--- Vorliegender Text ---
Viele Freiwillige im Einsatz

„Es ist wichtig, zu erwähnen, dass viele Freiwillige ebenfalls im Einsatz waren, die ihren Dienst geleistet haben“, betonte Cédric Gantzer, Pressesprecher der „Administration des services de secours“, im Gespräch mit dem Tageblatt. Der Brand in Esch war außergewöhnlich groß. Hinzu kam, dass die Einsatzkräfte die Meldung bekamen, dass sich im Inneren des Gebäudes Gasflaschen befänden. Deswegen wurde der Einsatz zuerst von außen durchgeführt.

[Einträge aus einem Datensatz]
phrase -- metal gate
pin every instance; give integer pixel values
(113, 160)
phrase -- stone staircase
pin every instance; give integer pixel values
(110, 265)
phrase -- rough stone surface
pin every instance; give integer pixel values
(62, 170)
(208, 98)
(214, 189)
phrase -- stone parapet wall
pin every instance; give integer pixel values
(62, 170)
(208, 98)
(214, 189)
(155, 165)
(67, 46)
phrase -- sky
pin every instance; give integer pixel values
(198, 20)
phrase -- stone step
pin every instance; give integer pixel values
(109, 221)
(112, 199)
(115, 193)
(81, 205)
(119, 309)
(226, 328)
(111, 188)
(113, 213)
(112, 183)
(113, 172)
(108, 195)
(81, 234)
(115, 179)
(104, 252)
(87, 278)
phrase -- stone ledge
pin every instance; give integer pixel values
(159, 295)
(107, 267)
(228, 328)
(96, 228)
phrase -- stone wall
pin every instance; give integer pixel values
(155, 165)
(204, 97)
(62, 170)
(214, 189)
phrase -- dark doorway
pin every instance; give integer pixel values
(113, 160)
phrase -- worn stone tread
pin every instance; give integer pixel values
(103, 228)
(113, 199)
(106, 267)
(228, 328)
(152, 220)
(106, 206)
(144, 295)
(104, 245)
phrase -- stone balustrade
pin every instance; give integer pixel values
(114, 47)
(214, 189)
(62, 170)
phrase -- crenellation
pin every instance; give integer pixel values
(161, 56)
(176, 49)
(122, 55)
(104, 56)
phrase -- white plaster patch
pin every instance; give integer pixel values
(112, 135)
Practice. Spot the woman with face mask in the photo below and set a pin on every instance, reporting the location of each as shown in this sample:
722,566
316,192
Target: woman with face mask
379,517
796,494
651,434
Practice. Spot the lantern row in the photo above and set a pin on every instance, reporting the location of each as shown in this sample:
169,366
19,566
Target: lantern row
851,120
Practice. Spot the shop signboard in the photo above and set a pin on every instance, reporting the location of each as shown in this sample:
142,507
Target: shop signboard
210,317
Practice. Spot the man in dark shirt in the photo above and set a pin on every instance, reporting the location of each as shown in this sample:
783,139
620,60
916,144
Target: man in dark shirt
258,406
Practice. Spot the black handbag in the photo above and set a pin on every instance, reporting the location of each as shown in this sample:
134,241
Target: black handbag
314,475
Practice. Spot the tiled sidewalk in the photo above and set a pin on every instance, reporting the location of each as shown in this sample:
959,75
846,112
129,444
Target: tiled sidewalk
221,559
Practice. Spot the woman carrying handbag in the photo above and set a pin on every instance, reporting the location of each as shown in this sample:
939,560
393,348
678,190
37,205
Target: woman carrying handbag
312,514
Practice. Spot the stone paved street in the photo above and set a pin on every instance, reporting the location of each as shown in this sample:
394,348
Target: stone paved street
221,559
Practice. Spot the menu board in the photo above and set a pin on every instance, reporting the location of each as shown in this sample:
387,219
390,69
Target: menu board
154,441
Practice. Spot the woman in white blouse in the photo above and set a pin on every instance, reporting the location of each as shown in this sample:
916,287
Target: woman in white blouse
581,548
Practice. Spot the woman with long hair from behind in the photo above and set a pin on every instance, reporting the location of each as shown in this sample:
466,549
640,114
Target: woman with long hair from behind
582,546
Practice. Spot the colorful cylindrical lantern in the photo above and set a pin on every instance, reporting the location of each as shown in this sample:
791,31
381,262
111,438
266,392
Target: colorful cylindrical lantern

--- Ihre Aufgaben ---
- a) Welche Funktion hat Cédric Gantzer laut dem Text über den Brand in Esch?
- b) Geben Sie den Text über den Brand in Esch von „Viele Freiwillige im“ bis hinunter zu „von außen durchgeführt.“ erneut wieder und ersetzen Sie dabei „Einsatzkräfte“ durch „Feuerwehrleute“.

--- Ergebnisse in Reihenfolge ---
- a) Er ist Pressesprecher der „Administration des services de secours“.

- b)
Viele Freiwillige im Einsatz

„Es ist wichtig, zu erwähnen, dass viele Freiwillige ebenfalls im Einsatz waren, die ihren Dienst geleistet haben“, betonte Cédric Gantzer, Pressesprecher der „Administration des services de secours“, im Gespräch mit dem Tageblatt. Der Brand in Esch war außergewöhnlich groß. Hinzu kam, dass die Feuerwehrleute die Meldung bekamen, dass sich im Inneren des Gebäudes Gasflaschen befänden. Deswegen wurde der Einsatz zuerst von außen durchgeführt.